# AIM OF THE EXERCISE
In the listing below, copy each line that contains the string "above".

# MATERIAL SHOWN
================

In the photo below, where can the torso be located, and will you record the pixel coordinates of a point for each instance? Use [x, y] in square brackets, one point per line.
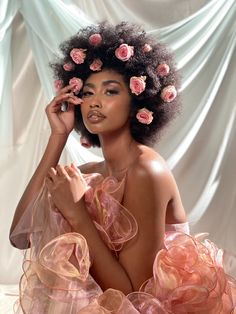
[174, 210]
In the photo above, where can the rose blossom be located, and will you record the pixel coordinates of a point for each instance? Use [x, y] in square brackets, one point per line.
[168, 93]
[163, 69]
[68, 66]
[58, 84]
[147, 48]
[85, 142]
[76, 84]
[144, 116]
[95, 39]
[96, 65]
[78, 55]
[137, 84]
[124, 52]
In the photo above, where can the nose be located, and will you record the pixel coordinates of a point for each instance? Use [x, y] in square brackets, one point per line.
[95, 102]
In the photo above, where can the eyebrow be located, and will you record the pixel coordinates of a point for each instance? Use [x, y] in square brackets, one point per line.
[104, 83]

================

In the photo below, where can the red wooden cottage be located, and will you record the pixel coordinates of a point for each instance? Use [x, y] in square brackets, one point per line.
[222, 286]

================

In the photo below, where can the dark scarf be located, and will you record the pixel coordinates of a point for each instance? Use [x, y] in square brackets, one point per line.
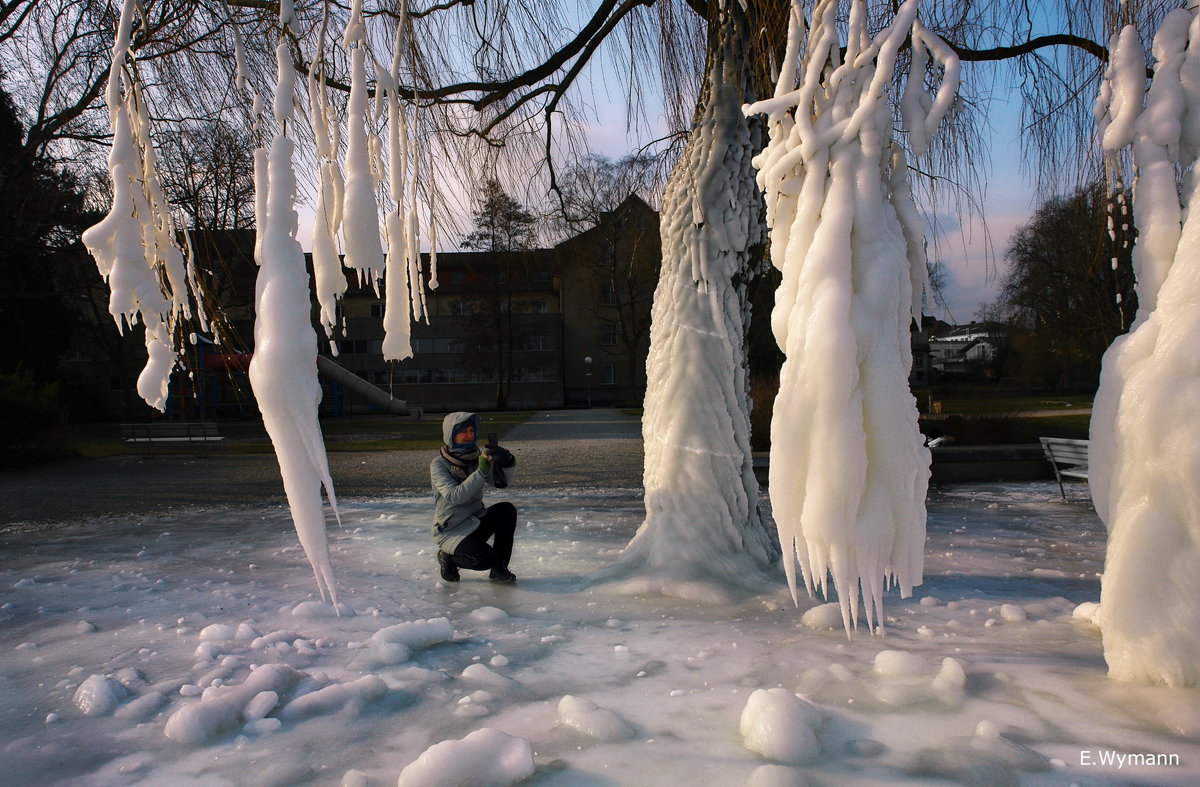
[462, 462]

================

# RESULT OF THIS TASK
In the photo above, where can the rose blossom be located, and will you record the pixel coordinates of a point for each instance? Use [x, y] in square brackets, one point per line.
In the photo above, where can the nose be located, and will you record the pixel coordinates of a point for each instance? Use [x, y] in square brackets, one point per line.
In the photo above, where can the eyebrow be located, and will you record the pixel coordinates of a point for each instance? Use [x, y] in square brackets, one point per line.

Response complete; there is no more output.